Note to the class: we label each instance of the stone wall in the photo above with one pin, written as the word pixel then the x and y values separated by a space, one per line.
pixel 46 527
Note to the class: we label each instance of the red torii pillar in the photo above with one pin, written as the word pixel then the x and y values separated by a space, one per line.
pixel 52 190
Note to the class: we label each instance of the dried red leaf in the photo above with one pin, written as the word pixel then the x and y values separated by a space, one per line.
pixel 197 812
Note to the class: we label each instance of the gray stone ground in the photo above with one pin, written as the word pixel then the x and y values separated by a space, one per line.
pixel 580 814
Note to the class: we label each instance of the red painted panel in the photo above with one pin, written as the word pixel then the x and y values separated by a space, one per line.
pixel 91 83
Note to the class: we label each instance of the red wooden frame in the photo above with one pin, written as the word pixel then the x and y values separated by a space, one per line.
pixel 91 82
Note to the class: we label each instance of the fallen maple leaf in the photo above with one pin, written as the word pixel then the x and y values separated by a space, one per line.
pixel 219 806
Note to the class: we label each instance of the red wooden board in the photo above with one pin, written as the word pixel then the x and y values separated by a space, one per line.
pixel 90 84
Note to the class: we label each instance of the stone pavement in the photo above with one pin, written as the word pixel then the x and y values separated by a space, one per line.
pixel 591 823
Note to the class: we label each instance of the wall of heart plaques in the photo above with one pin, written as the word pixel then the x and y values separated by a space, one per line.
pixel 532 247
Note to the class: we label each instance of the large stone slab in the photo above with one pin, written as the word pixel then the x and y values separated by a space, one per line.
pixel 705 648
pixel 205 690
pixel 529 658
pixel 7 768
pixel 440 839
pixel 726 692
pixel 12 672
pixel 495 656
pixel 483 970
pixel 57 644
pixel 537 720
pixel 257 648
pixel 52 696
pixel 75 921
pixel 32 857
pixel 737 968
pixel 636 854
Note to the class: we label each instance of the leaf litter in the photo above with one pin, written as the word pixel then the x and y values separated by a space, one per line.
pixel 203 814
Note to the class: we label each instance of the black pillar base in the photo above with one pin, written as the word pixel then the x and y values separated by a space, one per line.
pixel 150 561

§

▶ [Work instructions]: Please copy every row above word for word, changing nothing.

▶ [Result]:
Note to the class: we label each instance of the stone wall in the photo above with one pin, written as the word pixel then the x and y values separated by a space, one per line.
pixel 46 527
Note to the class: we label each instance of the red torii pillar in the photo above with one pin, written as the word pixel then the x and y values separated by a space, one per line.
pixel 52 190
Note to the class: we label each instance of the dried red leaf in the photo above with one pin, written as the word pixel then the x and y values separated by a space, one per line.
pixel 197 812
Note to the class: we label each instance of the gray stone ground in the photo above with one pin, written as the word pixel then the x and y values separated by a space, one per line.
pixel 580 814
Note to the class: we label each instance of the red painted panel in the photo above with one pin, written as the word pixel then the x and y values separated by a space, one per line.
pixel 91 83
Note to the class: we label each instance of the red wooden frame in the photo above with one pin, written as the word pixel then the x and y values separated by a space, one per line.
pixel 91 82
Note to the class: we label each instance of the fallen maple leaf in the photo above with one pin, written as the word pixel then the x and y values separated by a space, one per line.
pixel 219 806
Note to the class: we label each instance of the red wooden board in the photo above with one pin, written as the word pixel then the x and y values separated by a space, one per line.
pixel 90 84
Note to the class: we label each instance of the stone pavement in the photo above with one pin, written as the word pixel then the x and y values separated by a space, one per line.
pixel 591 823
Note to the class: we label each instance of the wall of heart plaques in the photo above with one pin, written as the word pixel then the x and y values separated by a space, one per line.
pixel 532 247
Note to the class: we label each instance of the large stone slab in the photo above with one pin, written as the word pixel then the x and y values separated by a space, one per line.
pixel 705 648
pixel 205 690
pixel 529 658
pixel 7 768
pixel 440 839
pixel 726 692
pixel 12 672
pixel 495 656
pixel 483 970
pixel 57 644
pixel 537 720
pixel 257 648
pixel 52 696
pixel 75 921
pixel 32 857
pixel 737 968
pixel 636 854
Note to the class: we label each instance of the leaf litter in the photo above with one pin, written as the word pixel then the x and y values separated by a space, one per line.
pixel 203 814
Note to the class: we label each instance of the black pillar base in the photo above with one pin, written as the word pixel then the x and y values separated by a space, one per line.
pixel 150 561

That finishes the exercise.